REQUIRED WORK: Entries follow. Set all of them down as they stand.

EXTRACTED INFORMATION:
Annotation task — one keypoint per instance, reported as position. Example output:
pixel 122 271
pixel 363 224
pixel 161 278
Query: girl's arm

WRITTEN REPLY:
Annotation task — one keypoint per instance, reported as position. Example output:
pixel 122 271
pixel 363 224
pixel 161 278
Query: girl's arm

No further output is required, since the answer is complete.